**Consigne:**
Répondez aux questions suivantes à partir du texte d'étude ci-dessous.
(a) Qui préside l'Union nationale des taxis ?
(b) Sur quelle autoroute les chauffeurs ont-ils ralenti la circulation le matin en Île-de-France ?
(c) À quelle date le projet de loi de finances de la Sécurité sociale pour 2024 a-t-il été adopté au Parlement ?

**Texte d'étude:**
════════════════

Contre le covoiturage sanitaire, les taxi se mobilisent en France

Contre le covoiturage sanitaire, les taxi se mobilisent en France
09 Janv. 2024

Des milliers de chauffeurs de taxi ont organisé des manifestations à travers la France lundi pour protester contre une nouvelle disposition de la loi de finances de la Sécurité sociale. Cette mesure vise à mutualiser les déplacements des patients nécessitant une assistance médicale. Rachid Boudjema, président de l’Union nationale des taxis (UNT), a annoncé que les chauffeurs étaient conviés à discuter des détails d’application de cette mesure au ministère de la Santé le 12 janvier.

À l’initiative de l’UNT, les chauffeurs ont perturbé la circulation sur les grands axes de villes telles que Paris, Marseille, Toulouse, Lille et Bordeaux. En Île-de-France, ils ont ralenti la circulation sur l’A1 le matin avant de converger vers le ministère de la Santé à Paris. La contestation porte sur un article du projet de loi de finances de la Sécurité sociale pour 2024, adopté de force au Parlement le 4 décembre.

════════════════

**Jeu de données:**
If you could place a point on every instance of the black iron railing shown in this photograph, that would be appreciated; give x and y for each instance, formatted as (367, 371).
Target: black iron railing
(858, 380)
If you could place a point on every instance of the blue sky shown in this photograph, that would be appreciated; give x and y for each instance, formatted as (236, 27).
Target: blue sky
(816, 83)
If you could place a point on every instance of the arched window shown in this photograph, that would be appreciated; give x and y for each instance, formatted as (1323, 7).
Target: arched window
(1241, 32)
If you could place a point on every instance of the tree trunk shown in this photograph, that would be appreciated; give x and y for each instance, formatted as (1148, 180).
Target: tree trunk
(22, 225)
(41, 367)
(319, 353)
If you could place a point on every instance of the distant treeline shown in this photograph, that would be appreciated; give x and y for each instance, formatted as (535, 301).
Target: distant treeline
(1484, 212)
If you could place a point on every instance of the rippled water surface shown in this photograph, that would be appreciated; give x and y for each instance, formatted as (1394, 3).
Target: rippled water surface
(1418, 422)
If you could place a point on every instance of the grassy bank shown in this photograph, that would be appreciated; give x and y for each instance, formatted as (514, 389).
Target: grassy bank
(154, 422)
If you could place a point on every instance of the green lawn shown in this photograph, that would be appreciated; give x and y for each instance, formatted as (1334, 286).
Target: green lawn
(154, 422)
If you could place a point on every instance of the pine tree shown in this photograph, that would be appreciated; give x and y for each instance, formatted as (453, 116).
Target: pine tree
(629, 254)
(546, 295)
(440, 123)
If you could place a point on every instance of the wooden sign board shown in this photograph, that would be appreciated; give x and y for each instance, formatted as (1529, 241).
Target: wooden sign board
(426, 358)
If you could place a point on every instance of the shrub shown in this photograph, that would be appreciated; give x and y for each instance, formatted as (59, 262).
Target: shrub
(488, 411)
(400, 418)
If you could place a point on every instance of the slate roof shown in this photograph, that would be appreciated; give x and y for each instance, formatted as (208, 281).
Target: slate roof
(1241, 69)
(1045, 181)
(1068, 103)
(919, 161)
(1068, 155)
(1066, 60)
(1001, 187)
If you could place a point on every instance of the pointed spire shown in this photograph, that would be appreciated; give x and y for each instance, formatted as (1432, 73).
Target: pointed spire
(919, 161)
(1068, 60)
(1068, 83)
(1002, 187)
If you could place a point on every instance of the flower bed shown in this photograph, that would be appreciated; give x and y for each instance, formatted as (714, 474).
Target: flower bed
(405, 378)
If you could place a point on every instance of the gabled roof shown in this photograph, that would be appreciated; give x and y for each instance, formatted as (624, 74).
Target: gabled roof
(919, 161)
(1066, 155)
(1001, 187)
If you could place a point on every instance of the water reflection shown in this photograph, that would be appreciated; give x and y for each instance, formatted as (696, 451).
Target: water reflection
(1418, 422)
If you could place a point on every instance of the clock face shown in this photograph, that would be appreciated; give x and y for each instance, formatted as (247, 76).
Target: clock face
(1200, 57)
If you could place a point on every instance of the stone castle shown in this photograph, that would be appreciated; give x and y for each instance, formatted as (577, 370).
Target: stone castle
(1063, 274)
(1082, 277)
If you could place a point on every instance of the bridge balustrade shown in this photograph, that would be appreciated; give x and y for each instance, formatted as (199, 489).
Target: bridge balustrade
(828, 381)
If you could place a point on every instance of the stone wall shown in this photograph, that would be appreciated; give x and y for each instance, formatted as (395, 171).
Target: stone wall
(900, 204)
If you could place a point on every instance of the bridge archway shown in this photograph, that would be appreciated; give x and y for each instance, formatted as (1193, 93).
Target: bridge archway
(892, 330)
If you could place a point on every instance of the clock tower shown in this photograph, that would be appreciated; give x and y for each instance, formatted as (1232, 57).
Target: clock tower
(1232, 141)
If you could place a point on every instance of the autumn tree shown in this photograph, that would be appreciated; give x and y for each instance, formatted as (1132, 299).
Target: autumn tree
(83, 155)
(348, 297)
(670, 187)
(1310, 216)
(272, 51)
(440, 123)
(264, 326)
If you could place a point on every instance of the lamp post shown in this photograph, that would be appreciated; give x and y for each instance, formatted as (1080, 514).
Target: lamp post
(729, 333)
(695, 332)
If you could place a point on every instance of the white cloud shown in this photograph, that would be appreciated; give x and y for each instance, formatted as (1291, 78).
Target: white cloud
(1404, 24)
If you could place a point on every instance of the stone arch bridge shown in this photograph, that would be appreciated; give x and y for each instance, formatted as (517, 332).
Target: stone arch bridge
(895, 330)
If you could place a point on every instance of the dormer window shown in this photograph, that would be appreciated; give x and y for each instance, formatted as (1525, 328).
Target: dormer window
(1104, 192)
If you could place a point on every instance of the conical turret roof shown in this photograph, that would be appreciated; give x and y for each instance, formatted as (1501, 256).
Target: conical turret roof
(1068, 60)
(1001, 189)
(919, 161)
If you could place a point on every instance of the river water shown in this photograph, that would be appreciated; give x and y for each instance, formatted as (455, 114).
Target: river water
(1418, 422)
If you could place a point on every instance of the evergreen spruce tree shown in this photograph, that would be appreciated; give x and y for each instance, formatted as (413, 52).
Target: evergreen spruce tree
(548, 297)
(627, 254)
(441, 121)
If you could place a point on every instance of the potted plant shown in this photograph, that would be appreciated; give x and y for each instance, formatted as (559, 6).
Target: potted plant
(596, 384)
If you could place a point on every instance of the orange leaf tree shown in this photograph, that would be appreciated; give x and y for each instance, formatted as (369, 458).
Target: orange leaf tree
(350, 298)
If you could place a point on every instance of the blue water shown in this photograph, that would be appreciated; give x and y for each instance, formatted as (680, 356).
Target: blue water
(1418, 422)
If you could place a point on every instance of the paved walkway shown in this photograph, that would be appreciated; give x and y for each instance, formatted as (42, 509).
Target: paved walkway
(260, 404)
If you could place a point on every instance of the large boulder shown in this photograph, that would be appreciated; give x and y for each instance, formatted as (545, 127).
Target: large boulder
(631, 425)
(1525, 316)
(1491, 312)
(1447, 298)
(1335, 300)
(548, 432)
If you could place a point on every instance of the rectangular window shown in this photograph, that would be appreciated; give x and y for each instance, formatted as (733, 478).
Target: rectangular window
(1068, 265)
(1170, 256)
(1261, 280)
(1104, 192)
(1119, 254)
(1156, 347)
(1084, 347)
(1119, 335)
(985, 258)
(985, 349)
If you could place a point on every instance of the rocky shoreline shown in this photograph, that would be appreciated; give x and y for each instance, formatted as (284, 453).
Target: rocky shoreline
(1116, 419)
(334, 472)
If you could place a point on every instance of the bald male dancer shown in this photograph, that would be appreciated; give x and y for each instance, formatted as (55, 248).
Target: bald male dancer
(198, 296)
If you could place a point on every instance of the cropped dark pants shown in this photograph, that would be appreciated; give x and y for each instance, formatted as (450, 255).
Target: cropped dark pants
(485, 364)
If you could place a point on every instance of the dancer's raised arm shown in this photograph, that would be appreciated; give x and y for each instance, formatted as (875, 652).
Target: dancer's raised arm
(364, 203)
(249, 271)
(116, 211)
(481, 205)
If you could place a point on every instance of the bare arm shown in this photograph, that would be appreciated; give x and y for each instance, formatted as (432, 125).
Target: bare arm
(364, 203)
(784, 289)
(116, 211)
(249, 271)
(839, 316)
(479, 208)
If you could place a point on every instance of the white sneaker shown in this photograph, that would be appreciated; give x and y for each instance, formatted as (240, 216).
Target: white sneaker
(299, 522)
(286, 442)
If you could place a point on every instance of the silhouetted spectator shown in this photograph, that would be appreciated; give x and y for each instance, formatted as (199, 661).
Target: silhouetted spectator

════════════════

**Votre réponse:**
(a) Rachid Boudjema préside l'Union nationale des taxis.
(b) Les chauffeurs ont ralenti la circulation sur l'A1.
(c) Le projet de loi a été adopté au Parlement le 4 décembre.